What is expected | In the entries below, find the lines with the word "railing" and copy them.

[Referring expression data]
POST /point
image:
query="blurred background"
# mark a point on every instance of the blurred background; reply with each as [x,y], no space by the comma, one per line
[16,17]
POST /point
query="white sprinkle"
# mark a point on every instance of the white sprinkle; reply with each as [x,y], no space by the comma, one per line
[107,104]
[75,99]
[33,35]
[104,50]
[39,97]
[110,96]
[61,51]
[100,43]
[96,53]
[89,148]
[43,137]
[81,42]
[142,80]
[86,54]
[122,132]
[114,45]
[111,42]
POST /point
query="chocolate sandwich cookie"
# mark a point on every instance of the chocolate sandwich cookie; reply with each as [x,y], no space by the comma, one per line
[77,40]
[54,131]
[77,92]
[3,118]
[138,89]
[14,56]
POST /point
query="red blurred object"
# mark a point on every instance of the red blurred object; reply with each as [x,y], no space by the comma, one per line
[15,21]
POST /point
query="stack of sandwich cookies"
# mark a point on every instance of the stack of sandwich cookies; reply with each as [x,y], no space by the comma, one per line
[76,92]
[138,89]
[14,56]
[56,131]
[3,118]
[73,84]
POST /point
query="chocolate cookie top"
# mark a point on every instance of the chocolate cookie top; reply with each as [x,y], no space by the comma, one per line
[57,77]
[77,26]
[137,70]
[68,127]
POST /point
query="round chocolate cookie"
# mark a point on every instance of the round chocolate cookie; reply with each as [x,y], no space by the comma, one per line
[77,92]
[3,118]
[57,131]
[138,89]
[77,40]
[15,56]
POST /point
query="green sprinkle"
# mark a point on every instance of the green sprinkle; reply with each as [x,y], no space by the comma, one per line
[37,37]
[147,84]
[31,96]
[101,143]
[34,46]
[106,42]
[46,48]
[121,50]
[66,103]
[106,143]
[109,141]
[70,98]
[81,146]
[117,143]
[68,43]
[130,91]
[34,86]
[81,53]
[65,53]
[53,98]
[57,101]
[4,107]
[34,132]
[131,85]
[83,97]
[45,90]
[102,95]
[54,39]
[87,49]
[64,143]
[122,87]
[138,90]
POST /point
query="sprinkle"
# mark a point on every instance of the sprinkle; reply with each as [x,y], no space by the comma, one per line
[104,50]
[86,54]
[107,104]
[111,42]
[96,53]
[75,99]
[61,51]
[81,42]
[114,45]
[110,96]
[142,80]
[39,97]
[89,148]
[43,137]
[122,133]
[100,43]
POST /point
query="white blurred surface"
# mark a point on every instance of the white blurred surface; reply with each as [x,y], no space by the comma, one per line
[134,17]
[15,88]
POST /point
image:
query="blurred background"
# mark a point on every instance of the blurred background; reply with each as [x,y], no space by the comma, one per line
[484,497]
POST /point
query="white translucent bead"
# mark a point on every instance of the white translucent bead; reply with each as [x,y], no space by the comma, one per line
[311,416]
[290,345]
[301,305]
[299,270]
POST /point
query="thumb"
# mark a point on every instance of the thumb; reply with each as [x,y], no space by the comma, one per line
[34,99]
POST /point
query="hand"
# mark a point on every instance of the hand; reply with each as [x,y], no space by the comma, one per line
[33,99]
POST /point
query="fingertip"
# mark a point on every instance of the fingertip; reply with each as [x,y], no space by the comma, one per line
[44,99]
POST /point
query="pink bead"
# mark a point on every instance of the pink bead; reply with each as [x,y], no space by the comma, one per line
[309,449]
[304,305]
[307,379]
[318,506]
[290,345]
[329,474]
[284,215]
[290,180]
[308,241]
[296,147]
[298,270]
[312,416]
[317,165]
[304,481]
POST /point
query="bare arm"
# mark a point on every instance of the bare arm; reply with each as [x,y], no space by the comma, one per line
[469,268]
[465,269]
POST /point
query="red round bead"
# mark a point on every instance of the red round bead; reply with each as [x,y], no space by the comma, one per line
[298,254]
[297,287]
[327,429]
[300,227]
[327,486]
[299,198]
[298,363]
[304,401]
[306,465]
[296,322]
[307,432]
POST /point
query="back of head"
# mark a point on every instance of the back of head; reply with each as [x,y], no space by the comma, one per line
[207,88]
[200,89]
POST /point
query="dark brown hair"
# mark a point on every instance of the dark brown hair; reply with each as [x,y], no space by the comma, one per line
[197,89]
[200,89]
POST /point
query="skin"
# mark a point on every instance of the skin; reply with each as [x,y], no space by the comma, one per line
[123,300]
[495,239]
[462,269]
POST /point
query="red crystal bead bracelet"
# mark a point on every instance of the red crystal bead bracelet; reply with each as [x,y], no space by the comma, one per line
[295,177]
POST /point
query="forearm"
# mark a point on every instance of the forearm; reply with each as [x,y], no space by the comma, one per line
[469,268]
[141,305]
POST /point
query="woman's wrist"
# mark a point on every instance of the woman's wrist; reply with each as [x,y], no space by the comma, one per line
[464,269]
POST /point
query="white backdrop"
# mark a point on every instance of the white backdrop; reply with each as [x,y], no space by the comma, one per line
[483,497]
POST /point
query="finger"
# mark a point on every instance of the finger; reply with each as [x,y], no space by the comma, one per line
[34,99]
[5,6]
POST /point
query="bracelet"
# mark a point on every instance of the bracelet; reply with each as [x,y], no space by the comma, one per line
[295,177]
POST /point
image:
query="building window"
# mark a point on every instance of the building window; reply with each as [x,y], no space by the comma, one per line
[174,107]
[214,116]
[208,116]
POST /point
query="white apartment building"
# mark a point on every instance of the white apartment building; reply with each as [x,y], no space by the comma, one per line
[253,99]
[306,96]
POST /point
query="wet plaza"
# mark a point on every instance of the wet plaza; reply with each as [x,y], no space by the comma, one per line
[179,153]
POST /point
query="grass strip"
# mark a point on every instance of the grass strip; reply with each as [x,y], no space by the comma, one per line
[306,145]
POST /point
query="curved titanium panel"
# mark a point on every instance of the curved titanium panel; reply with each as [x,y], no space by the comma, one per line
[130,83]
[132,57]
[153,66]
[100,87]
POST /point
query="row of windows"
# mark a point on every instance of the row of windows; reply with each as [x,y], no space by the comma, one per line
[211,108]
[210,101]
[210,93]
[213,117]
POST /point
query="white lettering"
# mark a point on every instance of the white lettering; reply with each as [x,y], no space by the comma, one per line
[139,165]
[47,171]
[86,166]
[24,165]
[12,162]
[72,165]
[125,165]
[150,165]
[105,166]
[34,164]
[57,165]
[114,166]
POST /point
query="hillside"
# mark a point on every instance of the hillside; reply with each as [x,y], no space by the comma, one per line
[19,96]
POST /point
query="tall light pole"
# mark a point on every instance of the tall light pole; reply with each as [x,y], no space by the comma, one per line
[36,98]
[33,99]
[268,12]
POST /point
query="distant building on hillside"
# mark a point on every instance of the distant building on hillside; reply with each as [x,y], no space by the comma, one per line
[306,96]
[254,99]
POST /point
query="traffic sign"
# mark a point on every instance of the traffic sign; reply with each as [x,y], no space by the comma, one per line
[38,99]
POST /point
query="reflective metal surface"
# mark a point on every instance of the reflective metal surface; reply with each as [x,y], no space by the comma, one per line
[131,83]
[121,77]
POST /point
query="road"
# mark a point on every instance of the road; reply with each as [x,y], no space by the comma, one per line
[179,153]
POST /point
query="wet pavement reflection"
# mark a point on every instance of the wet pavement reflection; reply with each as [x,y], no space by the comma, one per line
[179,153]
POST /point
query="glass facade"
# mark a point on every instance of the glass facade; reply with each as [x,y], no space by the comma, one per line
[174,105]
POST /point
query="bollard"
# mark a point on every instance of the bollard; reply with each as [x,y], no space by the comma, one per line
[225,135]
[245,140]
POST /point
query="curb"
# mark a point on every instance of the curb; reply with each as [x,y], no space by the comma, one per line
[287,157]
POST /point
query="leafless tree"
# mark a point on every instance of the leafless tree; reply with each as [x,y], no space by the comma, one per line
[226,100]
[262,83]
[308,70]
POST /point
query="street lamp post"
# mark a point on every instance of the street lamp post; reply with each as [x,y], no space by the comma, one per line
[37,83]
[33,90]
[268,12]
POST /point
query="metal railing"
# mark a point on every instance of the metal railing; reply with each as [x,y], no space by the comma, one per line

Response area |
query="metal railing"
# mark a point on every instance of the metal railing; reply with each as [x,y], no space by the comma, one per line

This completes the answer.